Monthly Archives: August 2021


Craft: Tommy Florimonte – The Life of A Printer

Hey Silverline Fam! Craft is morphing, growing, evolving if you will. We have gone from Machop to Machoke. Craft will now take the form of a targeted interview with some open ended questions. Ideally with this new format, we should be able to speed up the rate at which we can collect insight from your favorite creators as well as really provide new depth to conversations about creating comics. We want to really be a font of information for creators seeking help or just for people wanting to know how the sausage is made.

This first entry in the format is from premier sausage making Tommy Florimonte. In addition to being a great artist and inker, Tommy also is 1/2 of the leadership at KA-BLAM, a digital printer specializing in comics, manga, and other visial formats. If you want to know how the physical comic gets made. He has the answers. 

Making the Donuts

1. Most people could probably guess that printing is the process of putting a comic book to print, but, in a broad sense, what are the general steps that make up that process for a digital printer?

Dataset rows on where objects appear
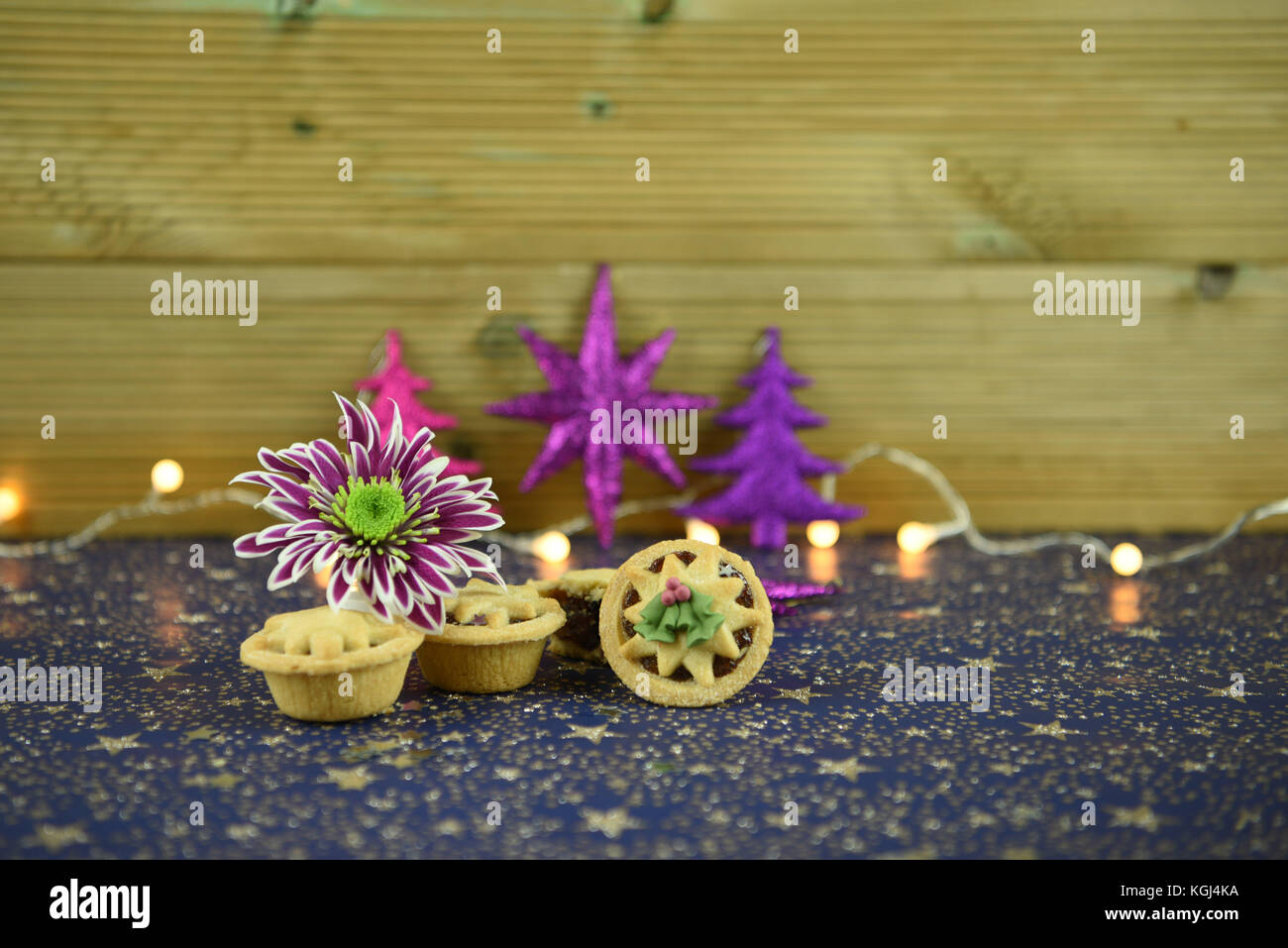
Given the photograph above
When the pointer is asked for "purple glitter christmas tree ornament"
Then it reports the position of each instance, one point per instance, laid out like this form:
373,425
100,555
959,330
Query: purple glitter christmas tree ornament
771,463
597,381
394,389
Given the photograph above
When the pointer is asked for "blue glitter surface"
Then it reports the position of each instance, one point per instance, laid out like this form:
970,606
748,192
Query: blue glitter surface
1103,689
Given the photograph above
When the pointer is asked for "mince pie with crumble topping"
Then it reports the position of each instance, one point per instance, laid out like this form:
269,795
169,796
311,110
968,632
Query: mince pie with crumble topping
579,592
686,623
492,639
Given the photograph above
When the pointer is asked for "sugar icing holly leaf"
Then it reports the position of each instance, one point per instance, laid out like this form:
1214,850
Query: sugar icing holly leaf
700,620
657,621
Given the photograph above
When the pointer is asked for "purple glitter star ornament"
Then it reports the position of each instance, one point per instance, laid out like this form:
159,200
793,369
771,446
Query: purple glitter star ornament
394,389
585,389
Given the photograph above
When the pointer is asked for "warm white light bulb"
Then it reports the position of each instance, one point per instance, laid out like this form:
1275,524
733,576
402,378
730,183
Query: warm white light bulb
823,533
166,476
552,546
700,531
9,504
1126,559
914,537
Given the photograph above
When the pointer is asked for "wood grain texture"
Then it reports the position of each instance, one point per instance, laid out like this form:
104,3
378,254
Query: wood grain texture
767,170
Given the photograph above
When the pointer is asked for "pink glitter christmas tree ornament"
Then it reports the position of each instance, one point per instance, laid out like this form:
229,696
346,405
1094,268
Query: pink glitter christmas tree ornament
395,385
596,380
771,463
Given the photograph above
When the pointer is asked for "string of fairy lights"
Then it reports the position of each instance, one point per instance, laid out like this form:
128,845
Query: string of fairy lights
552,545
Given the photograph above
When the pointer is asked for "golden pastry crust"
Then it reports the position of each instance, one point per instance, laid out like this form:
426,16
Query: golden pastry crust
498,656
514,613
326,665
709,672
576,591
326,642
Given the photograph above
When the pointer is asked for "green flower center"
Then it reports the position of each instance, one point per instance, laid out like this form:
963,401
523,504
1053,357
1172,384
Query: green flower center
374,509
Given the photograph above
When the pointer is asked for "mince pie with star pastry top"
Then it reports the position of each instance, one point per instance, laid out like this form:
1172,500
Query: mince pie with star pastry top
492,639
686,623
305,655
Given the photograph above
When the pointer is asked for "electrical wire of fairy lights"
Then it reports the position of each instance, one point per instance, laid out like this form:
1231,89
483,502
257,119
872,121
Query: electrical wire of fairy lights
912,536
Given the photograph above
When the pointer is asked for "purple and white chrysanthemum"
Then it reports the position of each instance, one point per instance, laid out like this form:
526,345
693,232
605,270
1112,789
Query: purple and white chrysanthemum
391,528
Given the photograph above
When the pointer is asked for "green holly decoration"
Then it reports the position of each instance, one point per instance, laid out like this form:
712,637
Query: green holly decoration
661,621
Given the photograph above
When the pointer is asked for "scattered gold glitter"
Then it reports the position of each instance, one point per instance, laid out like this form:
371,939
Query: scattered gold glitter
802,694
592,734
610,823
410,759
160,674
115,745
1054,729
55,837
1140,818
224,781
850,768
356,779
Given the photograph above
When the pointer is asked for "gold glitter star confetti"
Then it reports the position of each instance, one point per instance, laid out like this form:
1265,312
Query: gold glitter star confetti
1138,818
373,749
410,759
1146,633
610,823
1054,729
592,734
115,745
802,694
850,768
224,781
160,673
54,839
1225,693
1245,817
356,779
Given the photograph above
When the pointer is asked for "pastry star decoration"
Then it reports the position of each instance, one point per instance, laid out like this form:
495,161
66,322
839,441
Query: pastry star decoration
597,380
699,576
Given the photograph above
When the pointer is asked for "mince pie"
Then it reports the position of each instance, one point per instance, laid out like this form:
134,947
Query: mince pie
686,623
492,639
331,665
579,592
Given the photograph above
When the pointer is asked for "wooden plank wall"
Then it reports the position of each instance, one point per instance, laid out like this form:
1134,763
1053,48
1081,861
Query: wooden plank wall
518,170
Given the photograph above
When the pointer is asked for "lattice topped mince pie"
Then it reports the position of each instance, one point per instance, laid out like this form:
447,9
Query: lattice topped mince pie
492,639
305,655
686,623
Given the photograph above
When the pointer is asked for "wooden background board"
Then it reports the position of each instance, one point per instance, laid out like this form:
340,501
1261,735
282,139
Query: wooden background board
768,170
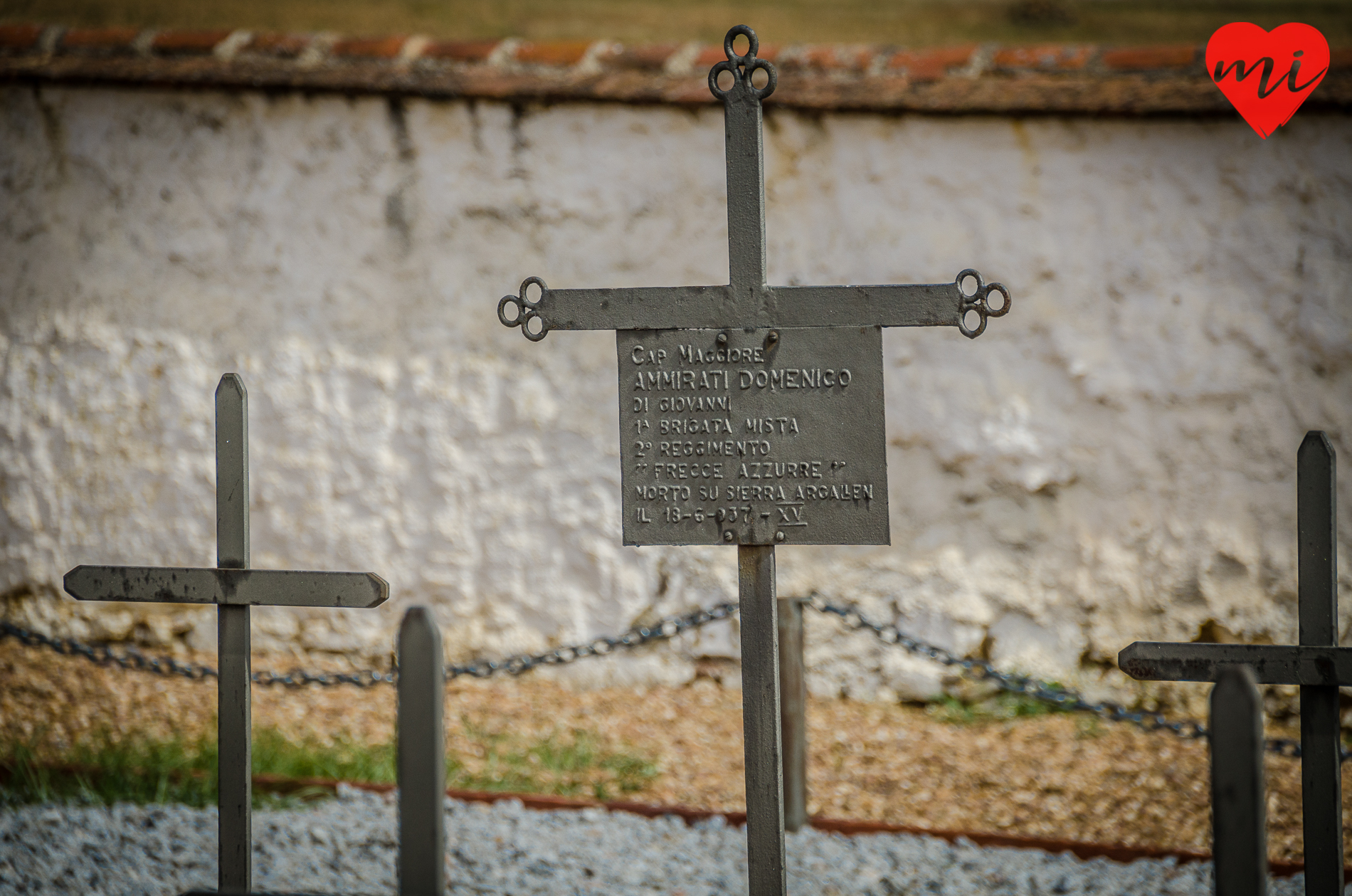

▸ **OBJECTIVE A**
According to the Craft post, what company does Tommy Florimonte help lead?
▸ **OBJECTIVE B**
Say whether each statement agrees with the Craft post, and quote the words that decide it: (i) Craft will now take the form of a targeted interview. (ii) Tommy Florimonte is presented only as a printer, not as an artist. (iii) The first entry in the new format comes from Tommy Florimonte.
▸ **OBJECTIVE C**
Write out the part of the Craft post that begins at the words "This first entry" and ends after "a digital printer?".

▸ **FINISHED ANSWER A**
KA-BLAM, where he is one half of the leadership.

▸ **FINISHED ANSWER B**
(i) Yes: "Craft will now take the form of a targeted interview with some open ended questions."
(ii) No: "In addition to being a great artist and inker, Tommy also is 1/2 of the leadership at KA-BLAM"
(iii) Yes: "This first entry in the format is from premier sausage making Tommy Florimonte."

▸ **FINISHED ANSWER C**
This first entry in the format is from premier sausage making Tommy Florimonte. In addition to being a great artist and inker, Tommy also is 1/2 of the leadership at KA-BLAM, a digital printer specializing in comics, manga, and other visial formats. If you want to know how the physical comic gets made. He has the answers. 

Making the Donuts

1. Most people could probably guess that printing is the process of putting a comic book to print, but, in a broad sense, what are the general steps that make up that process for a digital printer?